Wednesday, May 28, 2014

The statistical mechanics of economic inequality

Economist Thomas Piketty has recently become a celebrity because of his new 700 page best selling book, Capital in the 21st century.

The latest issue of Science has a special section about "the science of inequality". It features a review by Piketty and his longtime Berkeley collaborator Emmanuel Saez. In the introduction the editors make an important point about an exciting future for economic research:
And in the past decade in developed capitalist nations, intensive effort and interdisciplinary collaborations have produced large data sets, including the compilation of a century of income data and two centuries of wealth data....
It is only a slight exaggeration to liken the potential usefulness of this and other big data sets to the enormous benefits of the Human Genome Project.
Researchers now have larger sample sizes and more parameters to work with, and they are also better able to detect patterns in the flood of data. Collecting data, organizing it, developing methods of analysis, extracting causal inferences, formulating hypotheses—all of this is the stuff of science and is more possible with economic data than ever before.

Referring expression pointing data
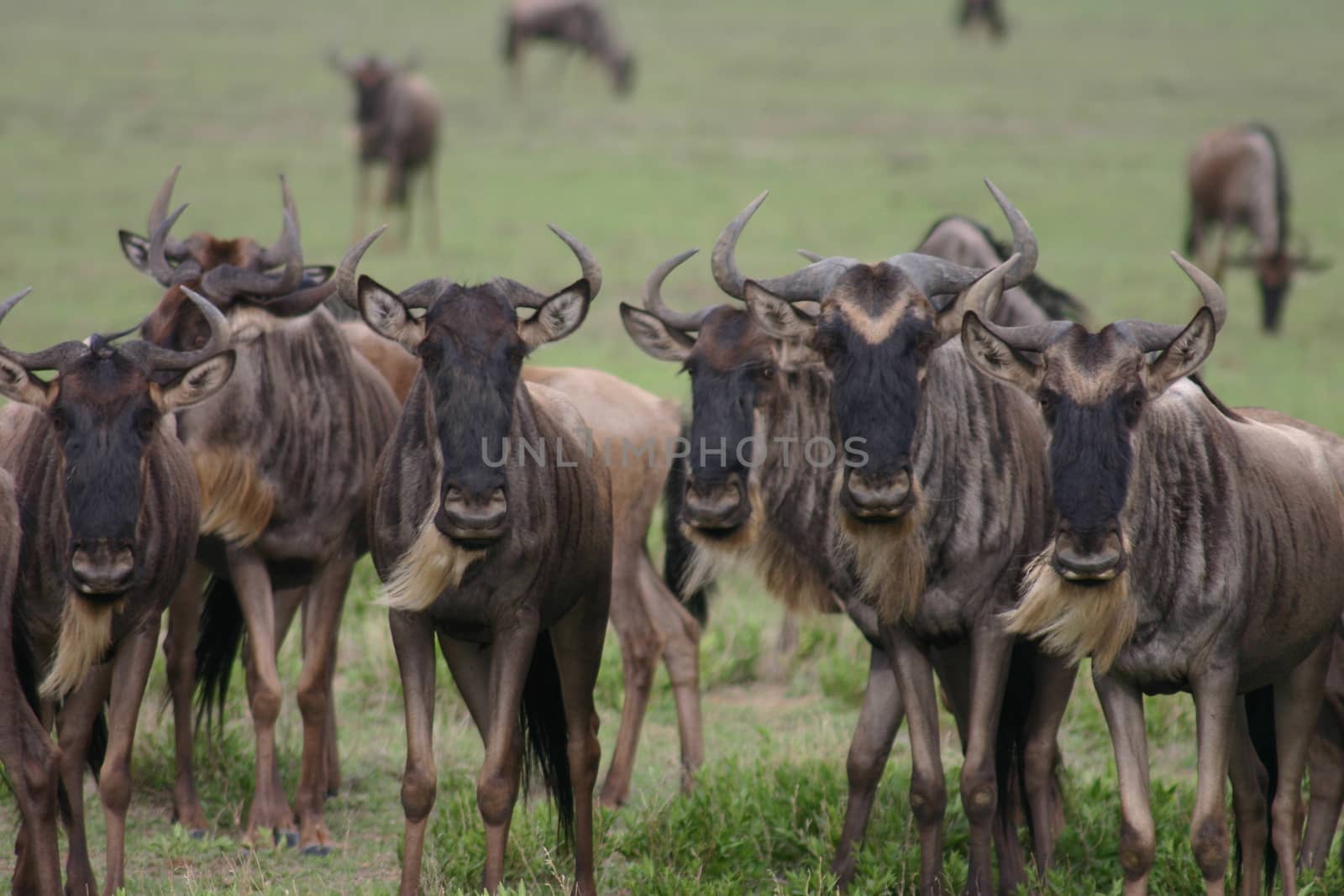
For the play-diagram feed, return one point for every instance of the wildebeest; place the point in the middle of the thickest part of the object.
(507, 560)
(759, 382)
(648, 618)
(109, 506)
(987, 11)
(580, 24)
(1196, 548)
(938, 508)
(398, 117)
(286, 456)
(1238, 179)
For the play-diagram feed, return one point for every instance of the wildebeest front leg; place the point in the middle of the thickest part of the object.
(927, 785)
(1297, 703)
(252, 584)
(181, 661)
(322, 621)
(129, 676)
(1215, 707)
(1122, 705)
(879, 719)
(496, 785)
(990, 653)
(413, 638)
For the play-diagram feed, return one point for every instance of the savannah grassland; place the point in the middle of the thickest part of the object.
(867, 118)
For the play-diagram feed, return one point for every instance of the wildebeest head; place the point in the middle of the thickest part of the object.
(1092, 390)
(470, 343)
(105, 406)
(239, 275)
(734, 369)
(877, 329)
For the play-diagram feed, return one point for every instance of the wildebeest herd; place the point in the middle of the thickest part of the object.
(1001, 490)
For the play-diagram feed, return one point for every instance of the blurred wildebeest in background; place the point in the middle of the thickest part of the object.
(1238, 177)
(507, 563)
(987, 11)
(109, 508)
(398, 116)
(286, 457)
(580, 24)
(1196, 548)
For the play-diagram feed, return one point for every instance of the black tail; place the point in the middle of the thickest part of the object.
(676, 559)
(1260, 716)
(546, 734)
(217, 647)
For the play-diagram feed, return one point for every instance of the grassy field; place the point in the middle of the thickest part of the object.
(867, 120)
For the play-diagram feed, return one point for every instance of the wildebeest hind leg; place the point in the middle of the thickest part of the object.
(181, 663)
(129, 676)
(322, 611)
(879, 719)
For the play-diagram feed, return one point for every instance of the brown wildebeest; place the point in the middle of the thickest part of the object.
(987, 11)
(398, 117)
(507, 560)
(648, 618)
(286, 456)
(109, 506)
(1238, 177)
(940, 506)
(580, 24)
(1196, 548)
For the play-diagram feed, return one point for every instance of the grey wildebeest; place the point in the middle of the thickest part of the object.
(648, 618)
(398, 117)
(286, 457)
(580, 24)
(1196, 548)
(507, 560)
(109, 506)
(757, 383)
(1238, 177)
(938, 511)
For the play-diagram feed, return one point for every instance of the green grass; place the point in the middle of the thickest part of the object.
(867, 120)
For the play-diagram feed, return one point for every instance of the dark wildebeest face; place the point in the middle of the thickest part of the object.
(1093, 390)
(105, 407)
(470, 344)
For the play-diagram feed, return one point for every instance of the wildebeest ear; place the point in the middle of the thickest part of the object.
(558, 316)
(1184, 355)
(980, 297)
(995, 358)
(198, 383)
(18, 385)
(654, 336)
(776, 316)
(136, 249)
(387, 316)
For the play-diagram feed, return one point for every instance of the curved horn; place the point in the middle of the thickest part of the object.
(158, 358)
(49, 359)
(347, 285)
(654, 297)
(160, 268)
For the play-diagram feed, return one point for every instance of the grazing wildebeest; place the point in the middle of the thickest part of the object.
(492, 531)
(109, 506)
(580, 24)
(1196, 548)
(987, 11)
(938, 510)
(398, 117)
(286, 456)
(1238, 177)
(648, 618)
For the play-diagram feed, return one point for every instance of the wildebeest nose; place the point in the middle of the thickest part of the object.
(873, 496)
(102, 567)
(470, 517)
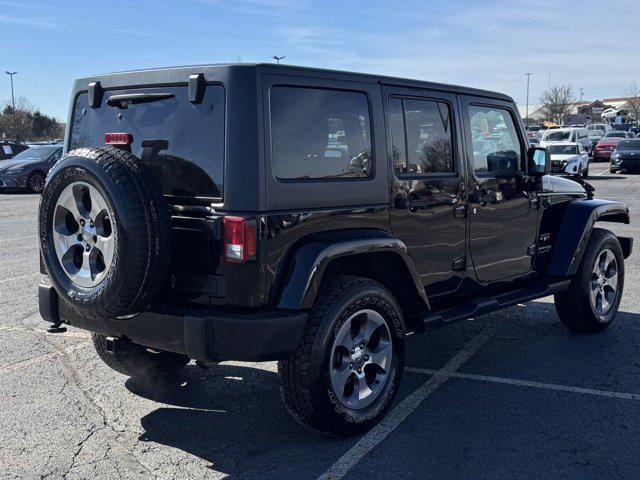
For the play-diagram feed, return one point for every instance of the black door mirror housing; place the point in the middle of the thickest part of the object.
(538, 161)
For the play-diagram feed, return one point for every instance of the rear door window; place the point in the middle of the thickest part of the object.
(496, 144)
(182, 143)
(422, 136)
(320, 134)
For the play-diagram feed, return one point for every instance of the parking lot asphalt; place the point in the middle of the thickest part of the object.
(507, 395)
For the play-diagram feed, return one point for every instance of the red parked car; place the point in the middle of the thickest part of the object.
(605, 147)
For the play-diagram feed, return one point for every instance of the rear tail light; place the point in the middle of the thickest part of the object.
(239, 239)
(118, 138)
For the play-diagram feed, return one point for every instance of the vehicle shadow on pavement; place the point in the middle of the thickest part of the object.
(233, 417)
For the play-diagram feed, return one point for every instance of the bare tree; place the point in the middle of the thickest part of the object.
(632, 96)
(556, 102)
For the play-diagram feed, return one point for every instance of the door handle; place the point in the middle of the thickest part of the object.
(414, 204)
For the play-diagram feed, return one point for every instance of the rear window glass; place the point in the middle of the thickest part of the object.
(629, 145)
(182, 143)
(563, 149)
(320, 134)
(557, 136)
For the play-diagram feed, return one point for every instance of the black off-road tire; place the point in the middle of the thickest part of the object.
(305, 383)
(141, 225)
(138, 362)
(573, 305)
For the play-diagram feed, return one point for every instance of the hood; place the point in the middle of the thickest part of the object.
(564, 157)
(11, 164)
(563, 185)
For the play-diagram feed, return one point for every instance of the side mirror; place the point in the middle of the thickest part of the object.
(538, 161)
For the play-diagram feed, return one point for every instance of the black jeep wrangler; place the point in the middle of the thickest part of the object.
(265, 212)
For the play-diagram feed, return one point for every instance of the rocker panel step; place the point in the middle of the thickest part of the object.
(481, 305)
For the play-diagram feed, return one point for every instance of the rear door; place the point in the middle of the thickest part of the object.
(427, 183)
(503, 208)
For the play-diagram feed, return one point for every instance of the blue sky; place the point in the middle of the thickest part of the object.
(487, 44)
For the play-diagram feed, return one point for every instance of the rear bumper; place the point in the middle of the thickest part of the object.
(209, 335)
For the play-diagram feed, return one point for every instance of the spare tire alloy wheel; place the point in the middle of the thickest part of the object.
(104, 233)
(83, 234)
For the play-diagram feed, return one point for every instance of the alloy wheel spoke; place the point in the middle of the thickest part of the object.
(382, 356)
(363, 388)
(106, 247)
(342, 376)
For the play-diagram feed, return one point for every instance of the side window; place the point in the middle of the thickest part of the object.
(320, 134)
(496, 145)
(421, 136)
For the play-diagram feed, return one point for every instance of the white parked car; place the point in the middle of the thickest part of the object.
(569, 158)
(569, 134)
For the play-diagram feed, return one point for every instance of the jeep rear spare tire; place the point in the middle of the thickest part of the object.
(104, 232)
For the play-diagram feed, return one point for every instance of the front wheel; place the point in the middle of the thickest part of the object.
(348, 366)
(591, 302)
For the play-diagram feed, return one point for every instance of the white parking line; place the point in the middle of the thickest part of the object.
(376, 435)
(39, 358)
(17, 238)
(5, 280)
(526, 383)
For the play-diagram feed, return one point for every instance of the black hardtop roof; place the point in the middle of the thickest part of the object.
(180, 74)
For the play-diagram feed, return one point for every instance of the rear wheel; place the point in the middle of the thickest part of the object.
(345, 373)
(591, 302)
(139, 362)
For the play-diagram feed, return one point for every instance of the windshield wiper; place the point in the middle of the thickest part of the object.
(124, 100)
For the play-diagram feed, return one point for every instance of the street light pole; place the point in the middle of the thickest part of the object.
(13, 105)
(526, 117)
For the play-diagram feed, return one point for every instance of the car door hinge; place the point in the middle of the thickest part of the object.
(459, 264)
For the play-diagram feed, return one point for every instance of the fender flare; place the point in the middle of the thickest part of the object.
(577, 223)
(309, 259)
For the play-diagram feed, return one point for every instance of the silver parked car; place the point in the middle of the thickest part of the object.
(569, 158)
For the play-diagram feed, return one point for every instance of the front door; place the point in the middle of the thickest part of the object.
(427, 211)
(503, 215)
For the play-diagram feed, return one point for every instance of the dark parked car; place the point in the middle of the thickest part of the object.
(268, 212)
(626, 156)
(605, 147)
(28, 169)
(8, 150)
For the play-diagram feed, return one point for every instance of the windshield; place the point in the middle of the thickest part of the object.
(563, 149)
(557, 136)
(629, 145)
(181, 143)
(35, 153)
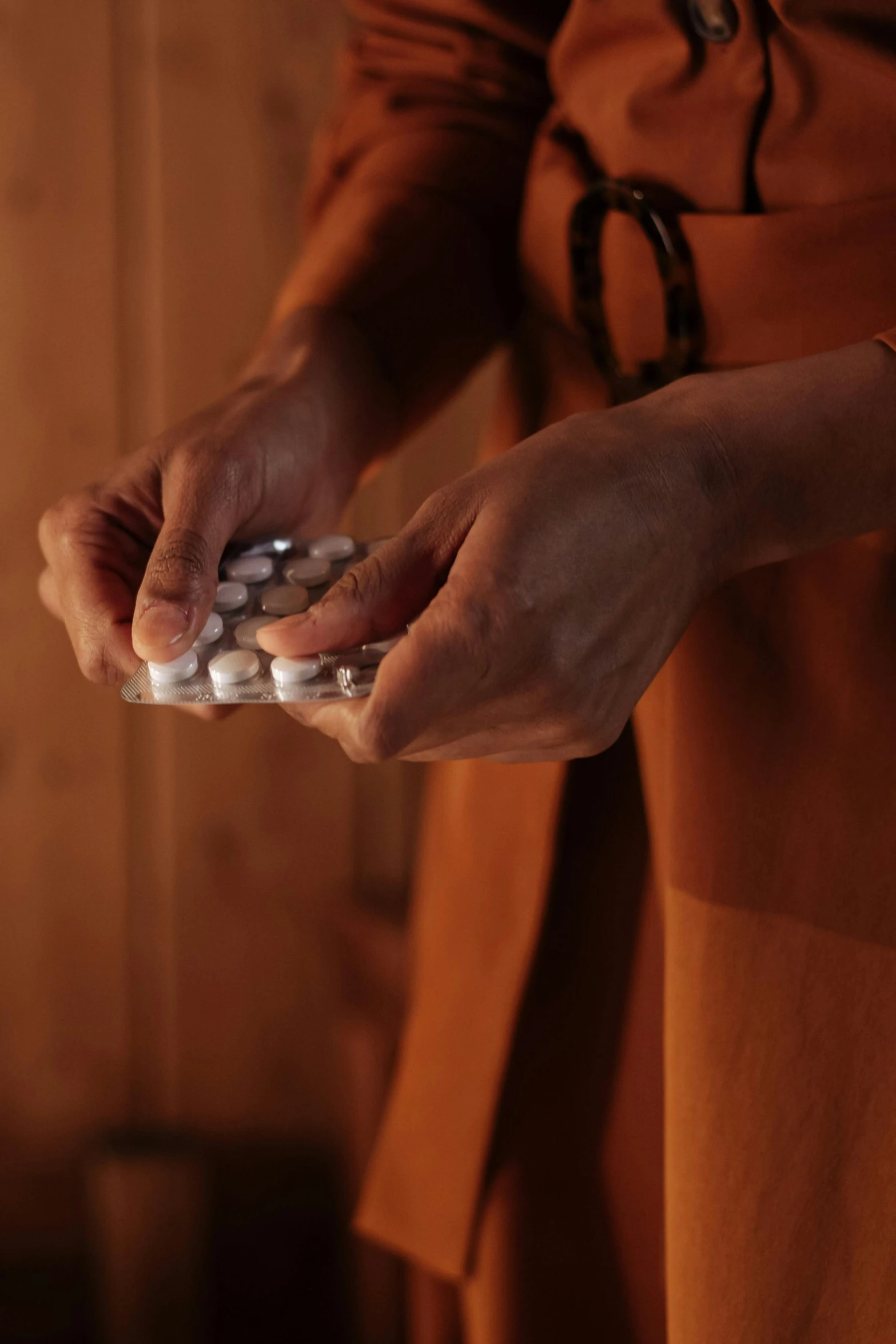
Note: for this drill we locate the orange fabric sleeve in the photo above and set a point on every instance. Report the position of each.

Requirement A | Summarize the post on economic inequality in two sentences.
Requirement B | Carry on the post about economic inequality from where it stops.

Written answer A | Economist Thomas Piketty has become a celebrity through his 700-page best-selling book, Capital in the 21st century, and the latest issue of Science has a special section on "the science of inequality" featuring a review by Piketty and his longtime Berkeley collaborator Emmanuel Saez. In their introduction, the editors say that large new data sets, including a century of income data and two centuries of wealth data, may be as useful as the Human Genome Project and make the work of science more possible with economic data than ever before.

Written answer B |
Hopefully, economics will move beyond its current situation where there are popular introductory textbooks that contain virtually no real data, just schematic curves. Previously I wrote about how different the book Poor Economics is.

Econophysics does not get an article but a one page story with the graph below. It is the work of Victor Yakovenko [who I know for his nice work on angle-dependent magnetoresistance!] and is nicely described in a Reviews of Modern Physics Colloquium article. The essential "physics" is that income distribution follows an exponential [Boltzmann] distribution which can be derived on the assumption that through random "collisions/exchanges" the total amount of money [energy] is distributed among all citizens.